[RECORD EXCERPTS]:
● ● ● ●
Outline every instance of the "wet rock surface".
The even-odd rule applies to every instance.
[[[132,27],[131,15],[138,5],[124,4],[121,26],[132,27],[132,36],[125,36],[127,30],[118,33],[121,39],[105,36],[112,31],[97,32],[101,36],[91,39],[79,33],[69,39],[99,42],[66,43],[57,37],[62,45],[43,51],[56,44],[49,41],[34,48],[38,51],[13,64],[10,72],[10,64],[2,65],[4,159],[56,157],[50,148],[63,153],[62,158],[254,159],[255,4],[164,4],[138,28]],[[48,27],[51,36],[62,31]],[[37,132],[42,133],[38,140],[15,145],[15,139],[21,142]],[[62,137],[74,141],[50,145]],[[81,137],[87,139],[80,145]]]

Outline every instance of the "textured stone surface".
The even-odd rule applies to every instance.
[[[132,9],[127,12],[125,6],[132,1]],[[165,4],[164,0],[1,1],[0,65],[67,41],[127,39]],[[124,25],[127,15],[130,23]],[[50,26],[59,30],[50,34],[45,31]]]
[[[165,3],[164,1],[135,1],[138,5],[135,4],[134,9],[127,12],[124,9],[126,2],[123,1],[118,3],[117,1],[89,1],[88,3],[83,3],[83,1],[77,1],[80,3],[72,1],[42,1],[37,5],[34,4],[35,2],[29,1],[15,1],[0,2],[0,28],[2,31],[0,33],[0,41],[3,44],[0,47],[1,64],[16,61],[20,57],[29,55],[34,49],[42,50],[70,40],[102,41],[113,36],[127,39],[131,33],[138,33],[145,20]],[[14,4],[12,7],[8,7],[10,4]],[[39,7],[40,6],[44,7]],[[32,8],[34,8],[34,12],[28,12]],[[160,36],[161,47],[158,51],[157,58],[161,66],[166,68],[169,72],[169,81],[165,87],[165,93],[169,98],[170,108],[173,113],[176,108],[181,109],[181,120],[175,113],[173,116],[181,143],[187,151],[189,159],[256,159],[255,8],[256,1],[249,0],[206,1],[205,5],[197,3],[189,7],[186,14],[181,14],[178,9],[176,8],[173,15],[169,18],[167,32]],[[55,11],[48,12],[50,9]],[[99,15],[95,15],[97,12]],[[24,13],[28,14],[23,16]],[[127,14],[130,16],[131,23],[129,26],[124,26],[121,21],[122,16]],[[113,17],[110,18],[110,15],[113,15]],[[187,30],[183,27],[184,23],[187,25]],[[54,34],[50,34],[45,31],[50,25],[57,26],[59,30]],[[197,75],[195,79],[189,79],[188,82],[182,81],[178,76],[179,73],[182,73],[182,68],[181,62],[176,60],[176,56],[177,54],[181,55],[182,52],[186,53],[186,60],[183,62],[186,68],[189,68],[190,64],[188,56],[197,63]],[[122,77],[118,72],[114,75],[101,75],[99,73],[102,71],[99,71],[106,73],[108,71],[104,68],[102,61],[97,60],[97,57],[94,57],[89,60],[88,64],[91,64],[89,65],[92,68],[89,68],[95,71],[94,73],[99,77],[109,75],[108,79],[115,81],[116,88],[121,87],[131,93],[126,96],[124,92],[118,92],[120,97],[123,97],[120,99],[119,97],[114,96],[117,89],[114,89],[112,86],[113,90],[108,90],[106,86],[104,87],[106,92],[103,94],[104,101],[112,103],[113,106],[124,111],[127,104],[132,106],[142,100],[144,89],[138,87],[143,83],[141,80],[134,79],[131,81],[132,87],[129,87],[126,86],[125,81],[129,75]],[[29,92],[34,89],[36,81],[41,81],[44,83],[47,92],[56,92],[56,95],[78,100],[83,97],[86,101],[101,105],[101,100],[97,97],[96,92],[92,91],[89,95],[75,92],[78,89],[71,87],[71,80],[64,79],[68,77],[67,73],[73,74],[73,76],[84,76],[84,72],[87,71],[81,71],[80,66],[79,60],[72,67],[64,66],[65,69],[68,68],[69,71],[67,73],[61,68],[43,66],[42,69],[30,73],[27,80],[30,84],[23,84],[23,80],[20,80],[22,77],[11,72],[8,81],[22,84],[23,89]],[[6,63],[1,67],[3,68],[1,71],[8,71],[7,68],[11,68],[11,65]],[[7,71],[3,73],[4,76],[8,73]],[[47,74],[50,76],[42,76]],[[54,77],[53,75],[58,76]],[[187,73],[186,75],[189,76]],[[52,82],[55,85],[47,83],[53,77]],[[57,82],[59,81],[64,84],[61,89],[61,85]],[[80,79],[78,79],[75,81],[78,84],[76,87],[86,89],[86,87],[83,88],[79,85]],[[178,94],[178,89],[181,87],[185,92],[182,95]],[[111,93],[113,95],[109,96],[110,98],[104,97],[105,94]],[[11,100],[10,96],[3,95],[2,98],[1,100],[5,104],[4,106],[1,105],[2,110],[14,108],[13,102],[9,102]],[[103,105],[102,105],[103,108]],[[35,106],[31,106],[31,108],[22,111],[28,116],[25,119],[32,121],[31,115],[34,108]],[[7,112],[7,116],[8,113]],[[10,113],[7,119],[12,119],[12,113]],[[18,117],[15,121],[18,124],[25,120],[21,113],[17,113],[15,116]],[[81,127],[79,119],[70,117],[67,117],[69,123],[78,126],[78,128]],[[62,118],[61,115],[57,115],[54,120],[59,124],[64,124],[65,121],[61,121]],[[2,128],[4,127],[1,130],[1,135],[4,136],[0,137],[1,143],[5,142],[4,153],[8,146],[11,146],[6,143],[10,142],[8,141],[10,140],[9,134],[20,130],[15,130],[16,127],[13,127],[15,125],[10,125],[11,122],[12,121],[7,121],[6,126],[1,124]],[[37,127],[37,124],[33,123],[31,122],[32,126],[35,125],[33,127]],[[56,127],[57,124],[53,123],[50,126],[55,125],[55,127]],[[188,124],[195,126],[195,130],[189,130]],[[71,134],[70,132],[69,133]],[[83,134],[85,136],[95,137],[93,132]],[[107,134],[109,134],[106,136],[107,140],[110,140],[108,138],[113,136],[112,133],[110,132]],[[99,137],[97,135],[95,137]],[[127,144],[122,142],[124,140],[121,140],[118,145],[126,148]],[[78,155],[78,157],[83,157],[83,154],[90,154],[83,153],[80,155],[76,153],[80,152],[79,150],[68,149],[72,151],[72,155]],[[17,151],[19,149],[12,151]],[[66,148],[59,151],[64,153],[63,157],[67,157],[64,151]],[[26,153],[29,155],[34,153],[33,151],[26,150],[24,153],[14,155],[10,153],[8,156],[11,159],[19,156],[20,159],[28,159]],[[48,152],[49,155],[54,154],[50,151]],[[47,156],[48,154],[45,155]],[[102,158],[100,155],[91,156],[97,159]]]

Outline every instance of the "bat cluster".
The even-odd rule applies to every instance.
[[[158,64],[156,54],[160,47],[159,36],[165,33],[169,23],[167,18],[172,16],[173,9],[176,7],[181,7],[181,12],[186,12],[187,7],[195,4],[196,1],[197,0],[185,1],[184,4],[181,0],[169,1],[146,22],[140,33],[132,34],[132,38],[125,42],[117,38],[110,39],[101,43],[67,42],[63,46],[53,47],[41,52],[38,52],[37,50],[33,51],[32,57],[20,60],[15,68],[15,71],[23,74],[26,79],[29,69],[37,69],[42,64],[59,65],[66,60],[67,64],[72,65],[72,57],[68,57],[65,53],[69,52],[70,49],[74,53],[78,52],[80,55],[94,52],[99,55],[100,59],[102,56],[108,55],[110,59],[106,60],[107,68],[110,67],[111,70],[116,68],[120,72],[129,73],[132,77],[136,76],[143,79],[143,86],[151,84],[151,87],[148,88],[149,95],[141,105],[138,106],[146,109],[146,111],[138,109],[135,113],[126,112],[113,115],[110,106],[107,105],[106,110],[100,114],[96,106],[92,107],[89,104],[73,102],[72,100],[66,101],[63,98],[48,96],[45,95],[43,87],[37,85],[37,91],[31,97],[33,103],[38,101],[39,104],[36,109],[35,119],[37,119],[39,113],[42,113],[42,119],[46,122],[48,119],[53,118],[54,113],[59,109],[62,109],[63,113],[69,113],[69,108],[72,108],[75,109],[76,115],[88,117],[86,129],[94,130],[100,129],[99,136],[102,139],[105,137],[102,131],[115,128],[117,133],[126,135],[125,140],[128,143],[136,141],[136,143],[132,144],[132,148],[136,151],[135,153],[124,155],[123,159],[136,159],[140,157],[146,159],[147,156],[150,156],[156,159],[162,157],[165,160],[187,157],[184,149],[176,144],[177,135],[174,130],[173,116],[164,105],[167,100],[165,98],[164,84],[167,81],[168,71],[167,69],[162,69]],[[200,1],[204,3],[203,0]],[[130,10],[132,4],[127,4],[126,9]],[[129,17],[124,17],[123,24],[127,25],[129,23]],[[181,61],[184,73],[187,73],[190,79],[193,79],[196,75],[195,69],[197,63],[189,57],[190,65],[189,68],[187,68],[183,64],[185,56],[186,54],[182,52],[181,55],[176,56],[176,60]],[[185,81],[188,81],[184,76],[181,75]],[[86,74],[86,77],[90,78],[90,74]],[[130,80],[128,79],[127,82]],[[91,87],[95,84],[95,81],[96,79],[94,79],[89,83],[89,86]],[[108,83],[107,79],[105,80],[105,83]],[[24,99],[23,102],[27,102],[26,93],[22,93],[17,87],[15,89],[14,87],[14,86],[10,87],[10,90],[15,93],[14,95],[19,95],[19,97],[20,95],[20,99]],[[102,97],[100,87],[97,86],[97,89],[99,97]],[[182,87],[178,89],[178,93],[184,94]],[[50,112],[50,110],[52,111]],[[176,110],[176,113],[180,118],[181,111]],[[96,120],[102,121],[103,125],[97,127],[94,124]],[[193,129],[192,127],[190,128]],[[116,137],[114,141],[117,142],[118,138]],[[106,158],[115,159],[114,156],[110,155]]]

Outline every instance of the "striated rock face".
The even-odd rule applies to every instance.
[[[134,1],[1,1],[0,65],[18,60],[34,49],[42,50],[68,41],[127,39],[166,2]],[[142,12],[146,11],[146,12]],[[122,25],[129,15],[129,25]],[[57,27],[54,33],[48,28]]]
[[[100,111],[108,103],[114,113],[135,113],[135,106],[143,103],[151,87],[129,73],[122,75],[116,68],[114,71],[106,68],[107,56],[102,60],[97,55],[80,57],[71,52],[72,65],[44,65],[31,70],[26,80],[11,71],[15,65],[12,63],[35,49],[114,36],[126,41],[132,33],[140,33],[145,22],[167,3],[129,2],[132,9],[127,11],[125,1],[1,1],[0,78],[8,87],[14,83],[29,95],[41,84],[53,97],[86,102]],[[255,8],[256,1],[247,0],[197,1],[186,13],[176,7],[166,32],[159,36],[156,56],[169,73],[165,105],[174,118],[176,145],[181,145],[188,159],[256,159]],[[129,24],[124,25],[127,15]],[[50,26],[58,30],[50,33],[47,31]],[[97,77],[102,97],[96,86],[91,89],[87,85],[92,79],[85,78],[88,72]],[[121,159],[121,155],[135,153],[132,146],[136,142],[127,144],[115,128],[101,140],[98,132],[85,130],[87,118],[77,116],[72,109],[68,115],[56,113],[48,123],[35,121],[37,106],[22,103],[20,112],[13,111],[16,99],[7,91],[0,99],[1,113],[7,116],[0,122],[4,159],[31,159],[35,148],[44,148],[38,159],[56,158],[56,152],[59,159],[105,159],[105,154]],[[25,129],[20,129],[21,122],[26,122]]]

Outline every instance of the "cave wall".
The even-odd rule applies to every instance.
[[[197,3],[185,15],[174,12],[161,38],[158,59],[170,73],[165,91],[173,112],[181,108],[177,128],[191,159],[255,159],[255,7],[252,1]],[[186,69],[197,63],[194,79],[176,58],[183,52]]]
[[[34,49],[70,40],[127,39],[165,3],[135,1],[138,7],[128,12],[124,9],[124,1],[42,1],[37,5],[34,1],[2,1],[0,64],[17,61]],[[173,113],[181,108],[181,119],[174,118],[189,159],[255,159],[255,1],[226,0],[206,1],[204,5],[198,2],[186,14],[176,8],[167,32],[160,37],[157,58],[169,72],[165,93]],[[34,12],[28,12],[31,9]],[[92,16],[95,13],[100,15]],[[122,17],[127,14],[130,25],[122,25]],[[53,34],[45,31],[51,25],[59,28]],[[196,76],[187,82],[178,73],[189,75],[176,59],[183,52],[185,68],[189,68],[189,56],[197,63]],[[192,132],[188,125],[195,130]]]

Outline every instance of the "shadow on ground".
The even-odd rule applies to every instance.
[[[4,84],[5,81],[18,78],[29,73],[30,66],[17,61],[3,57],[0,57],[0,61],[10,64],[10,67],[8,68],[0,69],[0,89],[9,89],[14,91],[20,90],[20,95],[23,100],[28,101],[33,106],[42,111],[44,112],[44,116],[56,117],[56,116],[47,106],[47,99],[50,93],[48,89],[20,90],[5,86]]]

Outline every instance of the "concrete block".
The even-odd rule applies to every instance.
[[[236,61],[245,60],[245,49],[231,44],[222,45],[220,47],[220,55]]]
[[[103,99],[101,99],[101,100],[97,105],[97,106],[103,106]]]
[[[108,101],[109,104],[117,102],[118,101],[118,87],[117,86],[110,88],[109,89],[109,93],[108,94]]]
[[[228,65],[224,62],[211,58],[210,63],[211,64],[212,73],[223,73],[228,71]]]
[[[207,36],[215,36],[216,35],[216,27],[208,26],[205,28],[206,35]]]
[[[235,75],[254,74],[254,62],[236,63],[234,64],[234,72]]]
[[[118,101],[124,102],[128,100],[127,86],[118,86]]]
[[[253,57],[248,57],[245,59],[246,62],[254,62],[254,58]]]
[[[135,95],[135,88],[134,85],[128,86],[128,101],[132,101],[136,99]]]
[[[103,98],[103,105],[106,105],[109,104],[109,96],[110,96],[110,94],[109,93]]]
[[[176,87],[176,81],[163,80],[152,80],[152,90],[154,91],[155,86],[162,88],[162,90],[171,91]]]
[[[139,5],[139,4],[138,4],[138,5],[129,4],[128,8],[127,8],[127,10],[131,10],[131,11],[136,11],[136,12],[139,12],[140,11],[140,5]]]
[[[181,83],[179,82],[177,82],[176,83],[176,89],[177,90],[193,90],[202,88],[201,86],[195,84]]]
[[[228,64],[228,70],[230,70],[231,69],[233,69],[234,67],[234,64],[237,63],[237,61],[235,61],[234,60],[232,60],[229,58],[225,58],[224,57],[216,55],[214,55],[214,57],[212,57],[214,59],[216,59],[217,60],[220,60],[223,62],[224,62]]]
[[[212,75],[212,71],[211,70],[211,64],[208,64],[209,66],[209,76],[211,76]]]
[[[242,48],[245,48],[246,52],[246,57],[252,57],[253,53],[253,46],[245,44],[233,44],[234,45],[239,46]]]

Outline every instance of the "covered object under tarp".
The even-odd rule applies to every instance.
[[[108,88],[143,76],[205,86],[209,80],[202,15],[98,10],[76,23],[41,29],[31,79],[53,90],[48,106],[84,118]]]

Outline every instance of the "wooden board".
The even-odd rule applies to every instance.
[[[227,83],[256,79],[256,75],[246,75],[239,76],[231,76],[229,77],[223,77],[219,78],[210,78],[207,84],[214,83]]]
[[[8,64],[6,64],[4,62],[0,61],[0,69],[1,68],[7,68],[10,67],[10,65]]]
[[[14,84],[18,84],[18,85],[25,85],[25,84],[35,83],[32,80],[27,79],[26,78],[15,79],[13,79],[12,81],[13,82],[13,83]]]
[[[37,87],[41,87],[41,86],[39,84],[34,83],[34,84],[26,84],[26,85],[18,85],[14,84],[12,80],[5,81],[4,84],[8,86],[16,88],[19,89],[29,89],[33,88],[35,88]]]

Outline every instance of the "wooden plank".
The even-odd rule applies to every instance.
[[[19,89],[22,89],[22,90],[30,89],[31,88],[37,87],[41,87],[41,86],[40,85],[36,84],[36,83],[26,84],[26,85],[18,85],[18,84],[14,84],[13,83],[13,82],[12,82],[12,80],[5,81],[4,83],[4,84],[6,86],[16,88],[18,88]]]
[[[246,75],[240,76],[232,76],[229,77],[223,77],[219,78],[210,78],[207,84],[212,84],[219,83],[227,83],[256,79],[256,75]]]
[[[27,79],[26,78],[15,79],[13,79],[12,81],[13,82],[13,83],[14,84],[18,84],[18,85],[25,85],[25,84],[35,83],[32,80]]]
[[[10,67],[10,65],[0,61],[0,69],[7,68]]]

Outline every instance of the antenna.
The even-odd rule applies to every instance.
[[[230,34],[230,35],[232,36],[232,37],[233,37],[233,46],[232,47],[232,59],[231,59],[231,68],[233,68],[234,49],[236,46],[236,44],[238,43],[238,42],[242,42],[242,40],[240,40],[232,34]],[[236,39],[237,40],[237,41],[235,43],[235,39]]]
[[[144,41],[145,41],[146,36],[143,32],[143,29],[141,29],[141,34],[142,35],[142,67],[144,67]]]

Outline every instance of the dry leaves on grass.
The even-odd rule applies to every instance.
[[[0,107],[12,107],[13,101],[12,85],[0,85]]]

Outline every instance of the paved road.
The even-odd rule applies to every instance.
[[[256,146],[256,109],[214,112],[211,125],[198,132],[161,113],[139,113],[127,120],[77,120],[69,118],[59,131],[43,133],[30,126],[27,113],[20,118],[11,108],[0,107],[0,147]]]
● ● ● ●
[AIM]: Starting at the line "Outline every instance of the antenna." and ending with the last line of the records, write those lines out again with "paved road" swapped for "asphalt road" and nothing else altered.

[WORKED SOLUTION]:
Outline every instance of the antenna.
The even-odd rule applies to every instance.
[[[230,34],[230,35],[232,36],[232,37],[233,37],[233,46],[232,47],[232,59],[231,59],[231,68],[233,68],[234,49],[236,46],[236,44],[238,43],[238,42],[242,42],[242,40],[240,40],[232,34]],[[236,39],[237,40],[237,41],[235,43],[235,39]]]
[[[144,41],[145,41],[146,36],[143,32],[143,29],[141,29],[141,34],[142,35],[142,67],[144,67]]]

Outline every instance of the dry leaves on grass.
The even-odd rule applies to every instance.
[[[0,107],[12,107],[13,101],[12,85],[0,85]]]

Outline every instance of the asphalt road.
The even-odd rule applies to every instance.
[[[256,146],[256,109],[214,112],[211,125],[198,132],[161,113],[139,113],[127,120],[77,120],[69,118],[59,131],[43,133],[30,126],[27,113],[20,118],[11,108],[0,107],[0,147]]]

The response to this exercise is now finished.